* start Stored records *

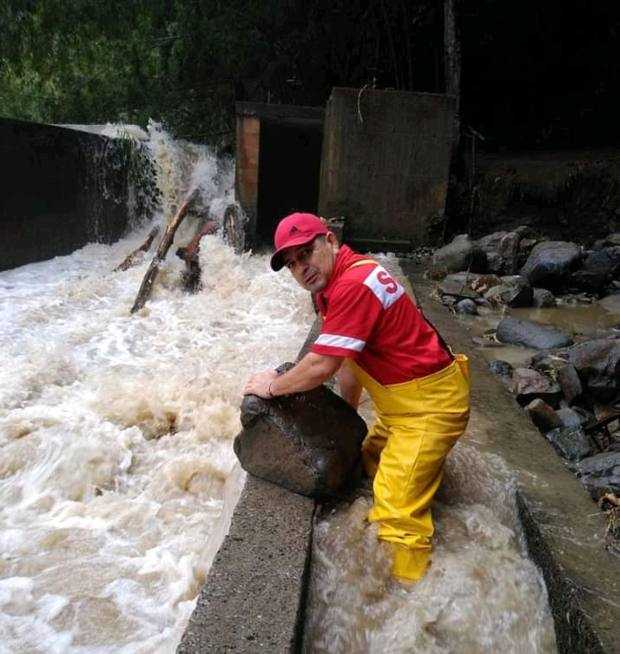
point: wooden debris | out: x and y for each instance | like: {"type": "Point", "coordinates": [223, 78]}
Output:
{"type": "Point", "coordinates": [189, 254]}
{"type": "Point", "coordinates": [136, 256]}
{"type": "Point", "coordinates": [162, 249]}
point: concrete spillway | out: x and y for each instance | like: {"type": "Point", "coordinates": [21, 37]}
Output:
{"type": "Point", "coordinates": [118, 481]}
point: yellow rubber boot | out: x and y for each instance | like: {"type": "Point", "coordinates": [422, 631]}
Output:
{"type": "Point", "coordinates": [418, 424]}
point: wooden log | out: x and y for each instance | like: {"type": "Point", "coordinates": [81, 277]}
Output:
{"type": "Point", "coordinates": [189, 254]}
{"type": "Point", "coordinates": [135, 256]}
{"type": "Point", "coordinates": [162, 249]}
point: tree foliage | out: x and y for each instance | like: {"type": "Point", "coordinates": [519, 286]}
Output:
{"type": "Point", "coordinates": [533, 73]}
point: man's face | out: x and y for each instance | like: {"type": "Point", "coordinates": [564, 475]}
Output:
{"type": "Point", "coordinates": [312, 264]}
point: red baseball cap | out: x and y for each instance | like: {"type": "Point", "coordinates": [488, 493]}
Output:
{"type": "Point", "coordinates": [295, 229]}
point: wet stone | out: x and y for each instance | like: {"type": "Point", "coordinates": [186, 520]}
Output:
{"type": "Point", "coordinates": [543, 299]}
{"type": "Point", "coordinates": [598, 363]}
{"type": "Point", "coordinates": [531, 334]}
{"type": "Point", "coordinates": [570, 417]}
{"type": "Point", "coordinates": [467, 307]}
{"type": "Point", "coordinates": [550, 262]}
{"type": "Point", "coordinates": [308, 442]}
{"type": "Point", "coordinates": [528, 385]}
{"type": "Point", "coordinates": [543, 416]}
{"type": "Point", "coordinates": [501, 249]}
{"type": "Point", "coordinates": [501, 368]}
{"type": "Point", "coordinates": [572, 443]}
{"type": "Point", "coordinates": [460, 254]}
{"type": "Point", "coordinates": [514, 291]}
{"type": "Point", "coordinates": [600, 473]}
{"type": "Point", "coordinates": [569, 382]}
{"type": "Point", "coordinates": [459, 285]}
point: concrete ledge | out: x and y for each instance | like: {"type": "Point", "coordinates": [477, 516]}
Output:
{"type": "Point", "coordinates": [563, 528]}
{"type": "Point", "coordinates": [254, 596]}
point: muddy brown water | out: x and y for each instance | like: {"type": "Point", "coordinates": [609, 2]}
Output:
{"type": "Point", "coordinates": [481, 594]}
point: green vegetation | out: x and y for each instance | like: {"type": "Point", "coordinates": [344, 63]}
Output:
{"type": "Point", "coordinates": [184, 62]}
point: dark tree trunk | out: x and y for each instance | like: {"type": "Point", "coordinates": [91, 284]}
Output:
{"type": "Point", "coordinates": [452, 62]}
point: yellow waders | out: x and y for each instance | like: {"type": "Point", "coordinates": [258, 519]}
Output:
{"type": "Point", "coordinates": [417, 424]}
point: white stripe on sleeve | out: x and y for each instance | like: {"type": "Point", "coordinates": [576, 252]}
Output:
{"type": "Point", "coordinates": [345, 342]}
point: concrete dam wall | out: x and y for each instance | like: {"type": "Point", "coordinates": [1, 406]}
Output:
{"type": "Point", "coordinates": [61, 189]}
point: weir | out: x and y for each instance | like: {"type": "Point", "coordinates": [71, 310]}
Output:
{"type": "Point", "coordinates": [118, 479]}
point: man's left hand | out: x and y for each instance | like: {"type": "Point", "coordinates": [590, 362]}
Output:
{"type": "Point", "coordinates": [258, 384]}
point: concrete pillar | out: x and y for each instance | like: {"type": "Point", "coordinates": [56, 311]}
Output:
{"type": "Point", "coordinates": [385, 162]}
{"type": "Point", "coordinates": [246, 168]}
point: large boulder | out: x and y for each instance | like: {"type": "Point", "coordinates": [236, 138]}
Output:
{"type": "Point", "coordinates": [598, 364]}
{"type": "Point", "coordinates": [550, 263]}
{"type": "Point", "coordinates": [501, 249]}
{"type": "Point", "coordinates": [601, 473]}
{"type": "Point", "coordinates": [308, 442]}
{"type": "Point", "coordinates": [531, 334]}
{"type": "Point", "coordinates": [529, 385]}
{"type": "Point", "coordinates": [460, 254]}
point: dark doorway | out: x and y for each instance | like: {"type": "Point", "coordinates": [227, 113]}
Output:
{"type": "Point", "coordinates": [288, 171]}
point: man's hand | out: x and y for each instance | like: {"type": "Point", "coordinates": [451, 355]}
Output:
{"type": "Point", "coordinates": [258, 384]}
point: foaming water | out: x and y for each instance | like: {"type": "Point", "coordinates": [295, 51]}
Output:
{"type": "Point", "coordinates": [117, 473]}
{"type": "Point", "coordinates": [481, 593]}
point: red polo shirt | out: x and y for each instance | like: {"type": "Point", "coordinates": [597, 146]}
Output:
{"type": "Point", "coordinates": [368, 316]}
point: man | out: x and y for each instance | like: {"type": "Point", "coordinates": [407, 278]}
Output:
{"type": "Point", "coordinates": [376, 338]}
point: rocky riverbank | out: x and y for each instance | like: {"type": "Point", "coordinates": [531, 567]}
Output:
{"type": "Point", "coordinates": [568, 379]}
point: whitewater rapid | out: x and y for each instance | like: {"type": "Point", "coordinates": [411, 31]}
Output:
{"type": "Point", "coordinates": [116, 430]}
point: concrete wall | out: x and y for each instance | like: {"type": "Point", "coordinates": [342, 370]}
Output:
{"type": "Point", "coordinates": [563, 528]}
{"type": "Point", "coordinates": [385, 163]}
{"type": "Point", "coordinates": [254, 596]}
{"type": "Point", "coordinates": [60, 190]}
{"type": "Point", "coordinates": [277, 163]}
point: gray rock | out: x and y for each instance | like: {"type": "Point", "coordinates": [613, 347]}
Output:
{"type": "Point", "coordinates": [308, 443]}
{"type": "Point", "coordinates": [611, 303]}
{"type": "Point", "coordinates": [531, 334]}
{"type": "Point", "coordinates": [572, 443]}
{"type": "Point", "coordinates": [529, 385]}
{"type": "Point", "coordinates": [543, 299]}
{"type": "Point", "coordinates": [570, 417]}
{"type": "Point", "coordinates": [543, 416]}
{"type": "Point", "coordinates": [586, 281]}
{"type": "Point", "coordinates": [600, 473]}
{"type": "Point", "coordinates": [550, 263]}
{"type": "Point", "coordinates": [569, 382]}
{"type": "Point", "coordinates": [598, 364]}
{"type": "Point", "coordinates": [459, 285]}
{"type": "Point", "coordinates": [514, 291]}
{"type": "Point", "coordinates": [482, 283]}
{"type": "Point", "coordinates": [547, 363]}
{"type": "Point", "coordinates": [501, 368]}
{"type": "Point", "coordinates": [460, 254]}
{"type": "Point", "coordinates": [605, 262]}
{"type": "Point", "coordinates": [467, 307]}
{"type": "Point", "coordinates": [610, 239]}
{"type": "Point", "coordinates": [501, 249]}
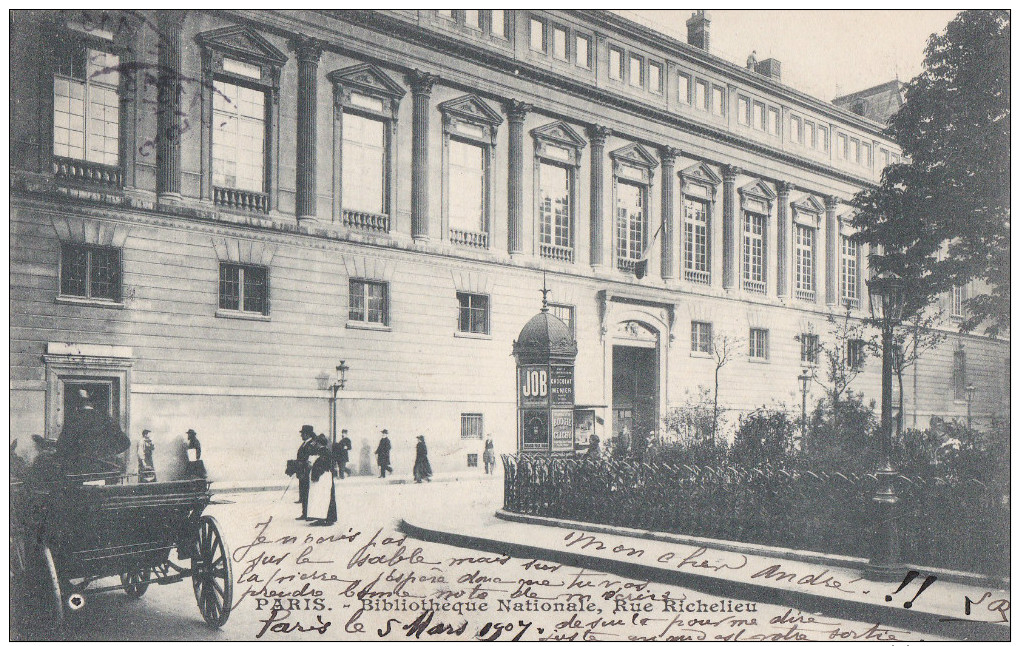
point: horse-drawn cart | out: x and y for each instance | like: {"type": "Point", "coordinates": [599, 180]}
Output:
{"type": "Point", "coordinates": [70, 534]}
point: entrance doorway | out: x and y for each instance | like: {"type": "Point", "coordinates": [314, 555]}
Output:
{"type": "Point", "coordinates": [635, 397]}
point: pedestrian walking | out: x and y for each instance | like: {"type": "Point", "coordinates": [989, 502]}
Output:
{"type": "Point", "coordinates": [146, 470]}
{"type": "Point", "coordinates": [321, 487]}
{"type": "Point", "coordinates": [194, 466]}
{"type": "Point", "coordinates": [489, 455]}
{"type": "Point", "coordinates": [342, 454]}
{"type": "Point", "coordinates": [383, 454]}
{"type": "Point", "coordinates": [422, 469]}
{"type": "Point", "coordinates": [300, 466]}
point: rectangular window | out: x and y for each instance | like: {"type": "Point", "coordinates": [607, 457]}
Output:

* end Stored records *

• **Exercise**
Starting from the line containing "point: horse-drawn cart", repeat each line through the end of the entries, exactly.

• **Problem solution**
point: horse-drawn cart | out: x and y for each instance | like: {"type": "Point", "coordinates": [599, 180]}
Output:
{"type": "Point", "coordinates": [70, 534]}
point: entrance doorway | out: x and y for each instance | like: {"type": "Point", "coordinates": [314, 555]}
Output:
{"type": "Point", "coordinates": [635, 397]}
point: pedestrian walking | out: x and y for each instance | like: {"type": "Point", "coordinates": [989, 502]}
Output:
{"type": "Point", "coordinates": [146, 470]}
{"type": "Point", "coordinates": [321, 487]}
{"type": "Point", "coordinates": [194, 466]}
{"type": "Point", "coordinates": [489, 455]}
{"type": "Point", "coordinates": [342, 454]}
{"type": "Point", "coordinates": [383, 454]}
{"type": "Point", "coordinates": [422, 469]}
{"type": "Point", "coordinates": [300, 466]}
point: rectangular window | out: x and y for each instance | like: {"type": "Point", "coordinates": [607, 457]}
Output:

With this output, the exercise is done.